EXCERPTED TEXT:
──────────────────────────────
Goshawks use their ears alot when hunting theylisten for pheasants crowing and ducks quacking then they move in for the kill. They really are smart birds.


----------



## redtails (Jul 7, 2006)

No one else ?


----------



## dogdonthunt (Nov 10, 2005)

I have seen a perigrine falcon in the area...very nice lookin bird......saw it three times throughout the year...not sure if it was the same one but they are very rare...did get to see it right qafter the hunt...one time was in my uncles front yard, he feeds the little birds in his back yard and spends alot of money on seed every year and gets upset at it when it hunts but I told him now hes just feeding a rare bird..he said it is always around his yard...there is a coulee that runs close to his house, I have also seen it once in a friends back yard who lives right on the coulee...down around chestnut and 40th st....thought this was pretty cool anyway..Ive never got to see one before


----------



## redtails (Jul 7, 2006)

The goshawks should start courting again soon so please keep a eye out for me I would like a new hunting partner this year


----------



## Lil Sand Bay (Feb 2, 2005)

They are extremely common up here in N. Wisc. I see a number of nesting pair every spring. and early summer before it greens up.


----------



## wiskodie1 (Sep 11, 2006)

could someone please post a pic of this goshawk. it might help some of us out that have seen them or might see them around this winter/spring

thanks


----------



## mike. (Dec 14, 2006)

what are the chances someone posts this? theres a few in my bush and i went goose hunting this morning, i was standing in this grassy feild behind my bush , was calling for this flock and then stopped since they disappeard. i turn to my right and i see something coming straight for my head about 20 yards away. i realize its a hawk and flawl my arms to scare it and it swoops to its lefft and then turns around. if i didnt see him i probably would of got pecked lol


----------



## redtails (Jul 7, 2006)
──────────────────────────────
(Excerpts of pointing data)

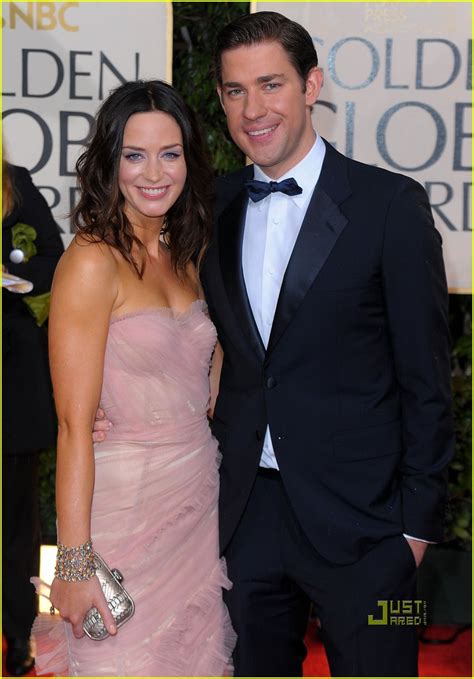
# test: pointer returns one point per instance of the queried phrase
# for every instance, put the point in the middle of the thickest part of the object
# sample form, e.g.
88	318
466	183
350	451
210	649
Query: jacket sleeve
416	299
34	211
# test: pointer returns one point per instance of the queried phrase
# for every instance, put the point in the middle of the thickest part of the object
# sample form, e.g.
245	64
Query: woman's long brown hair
100	213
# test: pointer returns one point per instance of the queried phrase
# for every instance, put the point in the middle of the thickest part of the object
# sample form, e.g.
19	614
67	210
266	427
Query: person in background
32	247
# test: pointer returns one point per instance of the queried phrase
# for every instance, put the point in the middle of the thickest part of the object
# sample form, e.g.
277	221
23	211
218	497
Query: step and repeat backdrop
397	90
397	94
60	60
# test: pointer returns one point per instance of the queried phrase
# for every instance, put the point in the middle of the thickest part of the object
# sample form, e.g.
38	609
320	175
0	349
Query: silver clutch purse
118	599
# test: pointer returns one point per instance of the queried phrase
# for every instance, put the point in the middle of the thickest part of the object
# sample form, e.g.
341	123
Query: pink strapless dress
154	512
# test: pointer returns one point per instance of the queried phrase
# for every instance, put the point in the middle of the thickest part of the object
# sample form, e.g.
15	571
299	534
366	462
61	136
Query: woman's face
152	170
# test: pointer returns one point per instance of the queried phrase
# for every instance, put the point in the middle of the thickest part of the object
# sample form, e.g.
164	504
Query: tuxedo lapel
321	227
230	229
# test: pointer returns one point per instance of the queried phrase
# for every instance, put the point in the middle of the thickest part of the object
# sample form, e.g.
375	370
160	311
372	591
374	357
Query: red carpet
445	660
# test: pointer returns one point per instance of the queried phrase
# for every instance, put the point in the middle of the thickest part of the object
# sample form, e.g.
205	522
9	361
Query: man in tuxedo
325	280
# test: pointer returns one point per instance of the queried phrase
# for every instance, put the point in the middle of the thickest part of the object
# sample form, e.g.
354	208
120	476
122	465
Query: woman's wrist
75	564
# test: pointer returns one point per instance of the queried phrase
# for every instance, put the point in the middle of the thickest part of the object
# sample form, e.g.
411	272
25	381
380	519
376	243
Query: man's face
268	114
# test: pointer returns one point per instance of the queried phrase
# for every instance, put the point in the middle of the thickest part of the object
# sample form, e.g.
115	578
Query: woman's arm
84	291
214	377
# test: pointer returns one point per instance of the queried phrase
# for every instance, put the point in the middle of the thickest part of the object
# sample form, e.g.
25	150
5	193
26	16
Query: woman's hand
75	599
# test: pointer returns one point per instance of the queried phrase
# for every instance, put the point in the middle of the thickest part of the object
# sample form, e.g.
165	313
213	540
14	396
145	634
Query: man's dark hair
251	29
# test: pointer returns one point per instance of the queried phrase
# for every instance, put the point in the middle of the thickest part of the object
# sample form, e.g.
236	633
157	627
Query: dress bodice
156	371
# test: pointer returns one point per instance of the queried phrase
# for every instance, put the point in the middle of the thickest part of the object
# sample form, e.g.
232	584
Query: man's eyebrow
260	79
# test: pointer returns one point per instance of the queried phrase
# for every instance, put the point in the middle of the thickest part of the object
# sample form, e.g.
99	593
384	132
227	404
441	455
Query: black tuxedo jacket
355	382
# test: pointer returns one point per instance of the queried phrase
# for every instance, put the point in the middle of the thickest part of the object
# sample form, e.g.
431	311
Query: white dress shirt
272	226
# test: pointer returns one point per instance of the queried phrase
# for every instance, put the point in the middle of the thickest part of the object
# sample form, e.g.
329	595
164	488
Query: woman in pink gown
129	332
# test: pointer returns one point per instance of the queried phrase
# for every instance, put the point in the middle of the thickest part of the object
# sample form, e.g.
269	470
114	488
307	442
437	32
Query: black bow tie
260	190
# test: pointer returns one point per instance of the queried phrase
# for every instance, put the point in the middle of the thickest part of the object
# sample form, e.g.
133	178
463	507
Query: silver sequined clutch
118	599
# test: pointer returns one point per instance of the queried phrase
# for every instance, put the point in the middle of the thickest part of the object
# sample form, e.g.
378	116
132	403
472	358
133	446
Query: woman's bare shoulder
89	255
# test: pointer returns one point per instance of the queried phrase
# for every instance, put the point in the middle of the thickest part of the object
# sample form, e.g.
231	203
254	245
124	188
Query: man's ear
314	83
219	94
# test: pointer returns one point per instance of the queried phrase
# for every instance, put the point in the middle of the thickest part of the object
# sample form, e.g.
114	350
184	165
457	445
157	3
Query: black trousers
21	543
277	573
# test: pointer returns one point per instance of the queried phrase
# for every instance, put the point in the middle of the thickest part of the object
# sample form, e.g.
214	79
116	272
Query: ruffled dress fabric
154	513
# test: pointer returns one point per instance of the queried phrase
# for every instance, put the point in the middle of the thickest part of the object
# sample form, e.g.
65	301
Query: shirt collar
306	172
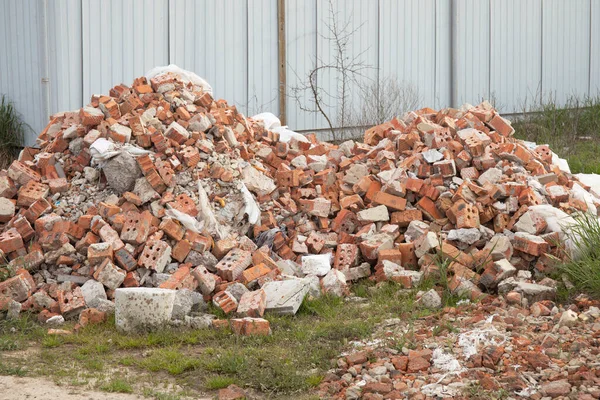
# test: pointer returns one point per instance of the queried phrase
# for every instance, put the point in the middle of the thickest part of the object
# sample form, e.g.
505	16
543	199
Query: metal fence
54	54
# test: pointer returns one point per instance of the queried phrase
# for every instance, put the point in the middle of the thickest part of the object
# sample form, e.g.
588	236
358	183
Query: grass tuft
117	385
12	132
218	382
583	268
572	129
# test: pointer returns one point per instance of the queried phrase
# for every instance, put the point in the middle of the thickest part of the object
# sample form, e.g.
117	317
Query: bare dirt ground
16	388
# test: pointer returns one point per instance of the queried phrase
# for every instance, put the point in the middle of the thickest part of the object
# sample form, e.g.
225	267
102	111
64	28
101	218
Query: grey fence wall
54	54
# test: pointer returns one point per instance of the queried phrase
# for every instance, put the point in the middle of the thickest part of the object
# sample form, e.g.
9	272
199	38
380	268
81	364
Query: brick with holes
10	241
109	274
109	235
31	192
70	302
252	304
185	204
98	252
172	228
206	280
225	301
465	215
346	256
233	264
21	173
530	244
136	227
155	256
19	287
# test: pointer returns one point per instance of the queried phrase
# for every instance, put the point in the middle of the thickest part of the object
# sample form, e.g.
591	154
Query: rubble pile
495	349
159	185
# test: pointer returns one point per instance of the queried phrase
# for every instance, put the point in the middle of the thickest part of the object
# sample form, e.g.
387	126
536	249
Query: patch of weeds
127	361
8	344
584	271
570	129
475	391
444	327
93	364
12	132
160	395
171	360
228	362
16	333
117	385
314	380
52	341
6	369
218	382
78	382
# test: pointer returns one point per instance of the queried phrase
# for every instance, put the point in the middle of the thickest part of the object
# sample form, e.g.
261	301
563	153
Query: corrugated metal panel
473	51
595	49
301	51
516	51
122	40
263	81
566	48
443	54
21	61
356	23
210	38
65	55
407	45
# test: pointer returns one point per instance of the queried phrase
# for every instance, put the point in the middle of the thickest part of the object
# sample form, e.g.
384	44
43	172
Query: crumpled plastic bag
592	180
270	120
186	220
273	124
186	76
208	216
252	208
102	150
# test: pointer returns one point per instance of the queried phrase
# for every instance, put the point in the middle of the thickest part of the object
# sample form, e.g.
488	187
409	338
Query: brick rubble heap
451	183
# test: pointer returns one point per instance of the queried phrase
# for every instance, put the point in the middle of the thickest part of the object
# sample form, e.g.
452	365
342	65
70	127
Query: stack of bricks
445	182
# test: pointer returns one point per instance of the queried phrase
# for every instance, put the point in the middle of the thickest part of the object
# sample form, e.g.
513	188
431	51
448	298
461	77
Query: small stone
556	388
568	319
232	392
431	299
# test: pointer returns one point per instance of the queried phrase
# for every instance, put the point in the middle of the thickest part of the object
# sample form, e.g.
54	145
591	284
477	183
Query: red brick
10	241
252	304
225	301
233	264
250	326
70	302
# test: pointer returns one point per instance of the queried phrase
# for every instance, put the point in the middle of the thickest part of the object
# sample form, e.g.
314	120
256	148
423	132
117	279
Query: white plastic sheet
186	76
187	220
252	208
207	213
102	150
273	124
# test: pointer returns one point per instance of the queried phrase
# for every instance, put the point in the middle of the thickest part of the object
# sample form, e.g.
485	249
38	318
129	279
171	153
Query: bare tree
381	101
348	72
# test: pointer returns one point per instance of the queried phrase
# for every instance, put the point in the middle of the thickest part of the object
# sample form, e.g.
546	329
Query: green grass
572	130
170	360
583	269
12	132
218	382
117	385
288	363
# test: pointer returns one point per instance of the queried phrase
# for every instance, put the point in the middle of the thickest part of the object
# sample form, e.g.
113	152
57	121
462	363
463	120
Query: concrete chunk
139	309
285	297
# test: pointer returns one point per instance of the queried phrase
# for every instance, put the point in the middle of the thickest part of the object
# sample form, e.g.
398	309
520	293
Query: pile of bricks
451	183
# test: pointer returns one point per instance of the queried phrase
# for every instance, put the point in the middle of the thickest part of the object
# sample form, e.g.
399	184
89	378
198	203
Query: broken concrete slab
285	297
141	309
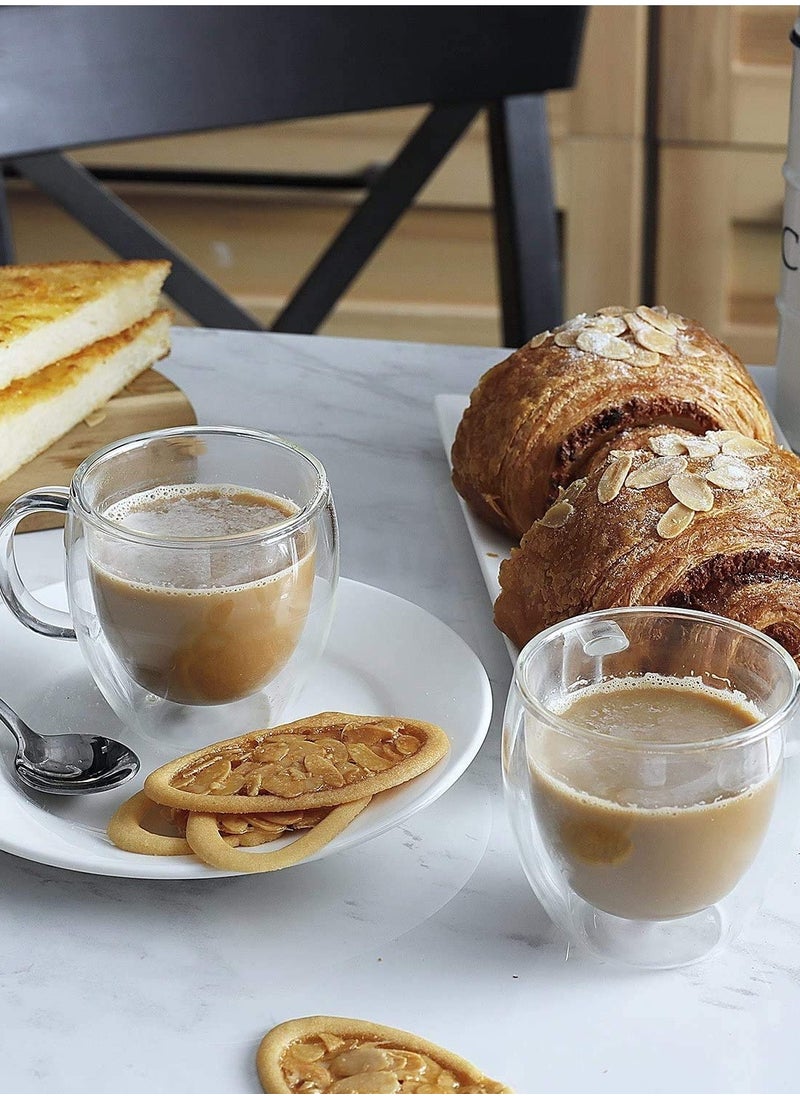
──────────────────────────────
WRITTEN REQUEST: Give each distinct username that heads a post in the goshawk thread, listing each name only once.

CORRECT ANSWER:
redtails
dogdonthunt
Lil Sand Bay
wiskodie1
mike.